Whenever a line in the entries includes the word "fragment", copy that line out.

» **SOURCE DATA**:
[Start of Attachment]

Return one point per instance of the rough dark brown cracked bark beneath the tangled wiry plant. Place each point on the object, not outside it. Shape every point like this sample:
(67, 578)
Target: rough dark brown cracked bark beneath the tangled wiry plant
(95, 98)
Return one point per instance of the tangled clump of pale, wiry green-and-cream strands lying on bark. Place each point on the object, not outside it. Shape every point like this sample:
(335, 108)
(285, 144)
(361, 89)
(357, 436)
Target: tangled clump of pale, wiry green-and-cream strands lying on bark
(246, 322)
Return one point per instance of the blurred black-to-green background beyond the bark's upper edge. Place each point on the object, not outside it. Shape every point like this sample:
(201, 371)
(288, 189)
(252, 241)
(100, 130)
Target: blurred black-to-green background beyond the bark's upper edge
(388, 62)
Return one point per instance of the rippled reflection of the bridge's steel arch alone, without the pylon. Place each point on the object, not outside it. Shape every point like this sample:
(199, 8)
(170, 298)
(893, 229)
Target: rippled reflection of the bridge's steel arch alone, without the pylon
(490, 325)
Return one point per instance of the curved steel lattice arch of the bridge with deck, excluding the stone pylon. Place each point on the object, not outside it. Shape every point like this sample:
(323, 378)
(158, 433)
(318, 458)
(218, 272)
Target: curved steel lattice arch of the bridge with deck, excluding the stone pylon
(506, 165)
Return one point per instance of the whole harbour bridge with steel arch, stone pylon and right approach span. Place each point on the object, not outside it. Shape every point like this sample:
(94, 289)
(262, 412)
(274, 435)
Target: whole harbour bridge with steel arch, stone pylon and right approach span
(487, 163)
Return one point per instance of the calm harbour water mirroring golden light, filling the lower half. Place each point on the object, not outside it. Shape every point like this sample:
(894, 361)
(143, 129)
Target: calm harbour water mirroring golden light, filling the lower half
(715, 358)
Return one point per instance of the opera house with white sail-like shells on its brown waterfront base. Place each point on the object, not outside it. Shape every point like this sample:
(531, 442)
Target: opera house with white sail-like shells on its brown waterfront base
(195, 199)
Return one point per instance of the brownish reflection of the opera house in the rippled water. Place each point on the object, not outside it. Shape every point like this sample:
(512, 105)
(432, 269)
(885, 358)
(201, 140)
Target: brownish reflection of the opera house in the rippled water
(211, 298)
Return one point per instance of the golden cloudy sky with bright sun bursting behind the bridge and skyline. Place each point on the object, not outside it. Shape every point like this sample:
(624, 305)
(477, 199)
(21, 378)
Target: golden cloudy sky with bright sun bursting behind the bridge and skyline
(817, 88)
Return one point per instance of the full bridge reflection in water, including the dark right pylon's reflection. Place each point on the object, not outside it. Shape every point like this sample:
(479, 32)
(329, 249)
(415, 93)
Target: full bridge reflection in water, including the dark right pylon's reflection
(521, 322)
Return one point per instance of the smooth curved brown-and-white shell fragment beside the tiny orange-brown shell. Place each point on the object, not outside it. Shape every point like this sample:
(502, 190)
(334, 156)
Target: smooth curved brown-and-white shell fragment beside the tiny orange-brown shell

[End of Attachment]

» **THE COMPLETED TASK**:
Return one point per instance of the smooth curved brown-and-white shell fragment beside the tiny orange-brown shell. Place each point on the object, not outside it. Shape every point like this sample:
Target: smooth curved brown-and-white shell fragment beside the tiny orange-brown shell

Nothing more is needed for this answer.